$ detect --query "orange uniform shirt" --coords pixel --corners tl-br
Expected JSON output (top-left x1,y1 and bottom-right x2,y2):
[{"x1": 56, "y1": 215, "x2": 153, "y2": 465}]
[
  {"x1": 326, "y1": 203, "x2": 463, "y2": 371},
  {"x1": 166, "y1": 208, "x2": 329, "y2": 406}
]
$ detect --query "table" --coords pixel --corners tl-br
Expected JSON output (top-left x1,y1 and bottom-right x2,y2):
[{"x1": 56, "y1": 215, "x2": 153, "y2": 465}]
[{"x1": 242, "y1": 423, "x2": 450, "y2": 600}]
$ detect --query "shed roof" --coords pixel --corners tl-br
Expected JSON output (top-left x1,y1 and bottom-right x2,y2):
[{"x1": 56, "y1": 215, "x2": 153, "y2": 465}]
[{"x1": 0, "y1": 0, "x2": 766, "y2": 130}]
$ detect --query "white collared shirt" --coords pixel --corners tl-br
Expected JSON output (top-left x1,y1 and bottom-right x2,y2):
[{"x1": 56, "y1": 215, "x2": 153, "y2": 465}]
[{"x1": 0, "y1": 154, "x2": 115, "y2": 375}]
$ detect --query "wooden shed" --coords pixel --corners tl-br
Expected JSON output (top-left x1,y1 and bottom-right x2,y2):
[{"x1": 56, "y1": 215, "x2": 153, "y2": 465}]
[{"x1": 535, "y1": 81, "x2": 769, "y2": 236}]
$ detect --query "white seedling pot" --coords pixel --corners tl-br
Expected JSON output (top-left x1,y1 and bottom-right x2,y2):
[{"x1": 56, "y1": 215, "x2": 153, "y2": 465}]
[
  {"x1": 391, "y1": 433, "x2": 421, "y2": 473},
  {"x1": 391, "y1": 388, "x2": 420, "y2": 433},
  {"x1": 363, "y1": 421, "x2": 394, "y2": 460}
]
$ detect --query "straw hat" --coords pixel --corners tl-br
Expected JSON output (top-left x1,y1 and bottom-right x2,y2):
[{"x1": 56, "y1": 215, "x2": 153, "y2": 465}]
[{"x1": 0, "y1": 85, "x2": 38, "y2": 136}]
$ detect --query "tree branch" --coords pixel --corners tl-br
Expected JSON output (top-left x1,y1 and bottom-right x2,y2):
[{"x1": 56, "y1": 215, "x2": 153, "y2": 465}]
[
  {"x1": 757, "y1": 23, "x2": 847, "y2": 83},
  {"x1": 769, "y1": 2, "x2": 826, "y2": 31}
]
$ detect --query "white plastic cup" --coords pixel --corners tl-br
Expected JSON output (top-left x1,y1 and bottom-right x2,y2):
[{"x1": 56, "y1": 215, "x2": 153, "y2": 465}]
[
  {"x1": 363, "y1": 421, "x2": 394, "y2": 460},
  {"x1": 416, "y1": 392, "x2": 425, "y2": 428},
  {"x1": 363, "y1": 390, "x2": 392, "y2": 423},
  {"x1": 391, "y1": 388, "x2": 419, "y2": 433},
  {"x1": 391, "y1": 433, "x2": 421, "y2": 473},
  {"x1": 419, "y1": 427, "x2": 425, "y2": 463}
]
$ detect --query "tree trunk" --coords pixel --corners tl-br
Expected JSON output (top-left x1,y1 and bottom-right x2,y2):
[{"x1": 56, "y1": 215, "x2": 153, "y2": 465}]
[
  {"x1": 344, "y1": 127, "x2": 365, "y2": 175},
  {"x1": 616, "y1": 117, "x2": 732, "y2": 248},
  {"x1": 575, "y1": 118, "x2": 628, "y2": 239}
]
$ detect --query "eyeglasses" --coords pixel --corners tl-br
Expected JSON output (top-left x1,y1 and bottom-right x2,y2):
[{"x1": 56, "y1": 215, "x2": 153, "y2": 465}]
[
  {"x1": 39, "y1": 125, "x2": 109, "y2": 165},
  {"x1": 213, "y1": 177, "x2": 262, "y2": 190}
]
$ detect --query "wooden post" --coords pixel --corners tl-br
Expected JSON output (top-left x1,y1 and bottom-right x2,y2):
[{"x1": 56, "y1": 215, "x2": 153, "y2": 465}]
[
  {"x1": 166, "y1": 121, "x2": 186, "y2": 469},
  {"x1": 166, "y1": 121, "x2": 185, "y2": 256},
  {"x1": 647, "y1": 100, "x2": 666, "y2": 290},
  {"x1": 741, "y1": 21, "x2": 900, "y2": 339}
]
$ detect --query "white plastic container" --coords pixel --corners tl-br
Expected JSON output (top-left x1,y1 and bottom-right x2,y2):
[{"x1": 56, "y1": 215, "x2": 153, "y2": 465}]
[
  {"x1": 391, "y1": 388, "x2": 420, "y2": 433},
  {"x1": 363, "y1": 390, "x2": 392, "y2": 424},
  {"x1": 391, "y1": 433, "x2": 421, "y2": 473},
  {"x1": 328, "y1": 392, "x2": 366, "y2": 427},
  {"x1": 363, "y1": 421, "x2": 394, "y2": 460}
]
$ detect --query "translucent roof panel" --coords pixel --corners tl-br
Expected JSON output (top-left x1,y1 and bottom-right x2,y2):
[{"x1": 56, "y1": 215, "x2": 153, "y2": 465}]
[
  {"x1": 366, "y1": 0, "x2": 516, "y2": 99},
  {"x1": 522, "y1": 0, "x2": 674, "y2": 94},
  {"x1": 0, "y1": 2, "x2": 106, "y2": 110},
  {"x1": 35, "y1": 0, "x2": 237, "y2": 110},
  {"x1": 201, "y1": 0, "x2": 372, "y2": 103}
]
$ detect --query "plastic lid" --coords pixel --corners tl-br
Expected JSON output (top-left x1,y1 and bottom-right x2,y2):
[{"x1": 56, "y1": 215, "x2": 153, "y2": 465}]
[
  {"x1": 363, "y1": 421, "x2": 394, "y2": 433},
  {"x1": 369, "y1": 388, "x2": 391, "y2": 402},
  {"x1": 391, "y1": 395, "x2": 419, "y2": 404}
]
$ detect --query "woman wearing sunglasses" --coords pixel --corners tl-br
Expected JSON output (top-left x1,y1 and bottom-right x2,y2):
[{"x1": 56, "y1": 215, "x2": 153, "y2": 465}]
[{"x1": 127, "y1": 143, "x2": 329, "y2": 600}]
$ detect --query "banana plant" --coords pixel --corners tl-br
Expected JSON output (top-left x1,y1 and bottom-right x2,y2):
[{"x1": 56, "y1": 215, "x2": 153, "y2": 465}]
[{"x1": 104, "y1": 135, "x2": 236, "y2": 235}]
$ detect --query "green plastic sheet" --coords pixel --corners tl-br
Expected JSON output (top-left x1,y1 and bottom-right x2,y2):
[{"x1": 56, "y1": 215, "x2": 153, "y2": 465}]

+ + + + +

Make a verbatim copy of every entry shown above.

Solution -
$ detect --query "orange uniform shirt" --coords pixel --corners tl-br
Expected JSON output (top-left x1,y1 and bottom-right x2,y2):
[{"x1": 56, "y1": 215, "x2": 153, "y2": 465}]
[
  {"x1": 326, "y1": 203, "x2": 463, "y2": 371},
  {"x1": 166, "y1": 208, "x2": 329, "y2": 406}
]
$ detect --query "table" --coords pixel --corners tl-br
Expected JSON output (top-left x1,y1 and bottom-right x2,y2):
[{"x1": 56, "y1": 215, "x2": 153, "y2": 465}]
[{"x1": 242, "y1": 423, "x2": 450, "y2": 600}]
$ detect --query "shed roof" --coords pixel --corners tl-br
Expected JSON output (top-left x1,y1 and bottom-right x2,y2):
[{"x1": 56, "y1": 215, "x2": 153, "y2": 465}]
[{"x1": 0, "y1": 0, "x2": 766, "y2": 130}]
$ detect --query "white collared shirt" --coords pixel --corners tl-br
Expected JSON output (top-left x1,y1 and bottom-right x2,y2):
[{"x1": 56, "y1": 215, "x2": 153, "y2": 465}]
[{"x1": 0, "y1": 154, "x2": 115, "y2": 375}]
$ detect --query "wooden shed" --coords pixel --corners tl-br
Expected JSON output (top-left x1,y1 and bottom-right x2,y2):
[{"x1": 56, "y1": 215, "x2": 153, "y2": 465}]
[{"x1": 535, "y1": 81, "x2": 769, "y2": 236}]
$ detect --query "white seedling pot" --coords pixel --corners tl-br
Expected JSON output (top-left x1,y1 and bottom-right x2,y2):
[{"x1": 56, "y1": 215, "x2": 153, "y2": 465}]
[
  {"x1": 391, "y1": 433, "x2": 421, "y2": 473},
  {"x1": 391, "y1": 388, "x2": 420, "y2": 433},
  {"x1": 363, "y1": 421, "x2": 394, "y2": 460}
]
$ detect --query "straw hat" --coords pixel --corners tl-br
Expected JSON output (top-left x1,y1 and bottom-right x2,y2):
[{"x1": 56, "y1": 215, "x2": 153, "y2": 465}]
[{"x1": 0, "y1": 85, "x2": 38, "y2": 136}]
$ detect --query "tree branch" --coords pixel --corners tl-br
Expected JSON output (top-left x1,y1 and bottom-right x2,y2):
[{"x1": 56, "y1": 215, "x2": 153, "y2": 465}]
[
  {"x1": 757, "y1": 23, "x2": 847, "y2": 83},
  {"x1": 769, "y1": 2, "x2": 826, "y2": 31}
]
$ detect --query "white plastic cup" --coords pixel --corners tl-br
Expected JSON output (top-left x1,y1 and bottom-right x2,y2):
[{"x1": 56, "y1": 215, "x2": 153, "y2": 465}]
[
  {"x1": 363, "y1": 421, "x2": 394, "y2": 460},
  {"x1": 416, "y1": 392, "x2": 425, "y2": 428},
  {"x1": 363, "y1": 390, "x2": 392, "y2": 423},
  {"x1": 391, "y1": 388, "x2": 419, "y2": 433},
  {"x1": 391, "y1": 433, "x2": 421, "y2": 473},
  {"x1": 419, "y1": 427, "x2": 425, "y2": 463}
]
$ detect --query "tree trunk" --coords pixel --corners tl-br
Expected JSON output (top-left x1,y1 and bottom-right x2,y2):
[{"x1": 56, "y1": 215, "x2": 153, "y2": 465}]
[
  {"x1": 344, "y1": 127, "x2": 365, "y2": 175},
  {"x1": 616, "y1": 117, "x2": 732, "y2": 248},
  {"x1": 575, "y1": 118, "x2": 628, "y2": 239}
]
$ detect --query "eyeglasses" --coords pixel --corners tl-br
Expected JSON output (top-left x1,y1 and bottom-right x2,y2):
[{"x1": 56, "y1": 215, "x2": 153, "y2": 465}]
[
  {"x1": 39, "y1": 125, "x2": 109, "y2": 165},
  {"x1": 213, "y1": 177, "x2": 262, "y2": 190}
]
$ detect --query "wooden post" --coords pixel --corners tl-br
Expected JSON output (top-left x1,y1 and bottom-right x2,y2):
[{"x1": 56, "y1": 215, "x2": 153, "y2": 465}]
[
  {"x1": 166, "y1": 121, "x2": 186, "y2": 469},
  {"x1": 166, "y1": 121, "x2": 185, "y2": 256},
  {"x1": 647, "y1": 100, "x2": 666, "y2": 290},
  {"x1": 741, "y1": 21, "x2": 900, "y2": 339}
]
$ detect --query "white plastic container" --coords pixel --corners tl-br
Expected JSON output (top-left x1,y1 and bottom-right x2,y2):
[{"x1": 56, "y1": 215, "x2": 153, "y2": 465}]
[
  {"x1": 391, "y1": 388, "x2": 420, "y2": 433},
  {"x1": 363, "y1": 390, "x2": 392, "y2": 424},
  {"x1": 391, "y1": 433, "x2": 421, "y2": 473},
  {"x1": 328, "y1": 392, "x2": 366, "y2": 427},
  {"x1": 363, "y1": 421, "x2": 394, "y2": 460}
]
$ detect --query "translucent roof panel" --coords pixel --corners tl-br
Expected JSON output (top-left x1,y1 and bottom-right x2,y2):
[{"x1": 56, "y1": 215, "x2": 153, "y2": 465}]
[
  {"x1": 366, "y1": 0, "x2": 516, "y2": 99},
  {"x1": 522, "y1": 0, "x2": 674, "y2": 94},
  {"x1": 0, "y1": 2, "x2": 106, "y2": 110},
  {"x1": 35, "y1": 0, "x2": 237, "y2": 110},
  {"x1": 201, "y1": 0, "x2": 372, "y2": 103}
]
$ detect --query "plastic lid" --coords pixel --corners tl-br
Expected JSON output (top-left x1,y1 and bottom-right x2,y2):
[{"x1": 56, "y1": 215, "x2": 153, "y2": 465}]
[
  {"x1": 363, "y1": 421, "x2": 394, "y2": 433},
  {"x1": 369, "y1": 388, "x2": 391, "y2": 402},
  {"x1": 391, "y1": 395, "x2": 419, "y2": 404}
]
$ detect --query "woman wearing sunglasses" --coords pixel --corners tl-br
Expected JSON output (top-left x1,y1 and bottom-right x2,y2):
[{"x1": 56, "y1": 215, "x2": 153, "y2": 465}]
[{"x1": 127, "y1": 143, "x2": 329, "y2": 600}]
$ detect --query "banana plant" --coords pixel --corners tl-br
Expected JSON output (top-left x1,y1 and bottom-right x2,y2):
[{"x1": 56, "y1": 215, "x2": 153, "y2": 465}]
[{"x1": 104, "y1": 135, "x2": 236, "y2": 235}]
$ detect --query "green plastic sheet" --coords pixel --corners tl-br
Expected JSON output (top-left x1,y1 and bottom-right x2,y2):
[{"x1": 56, "y1": 215, "x2": 153, "y2": 465}]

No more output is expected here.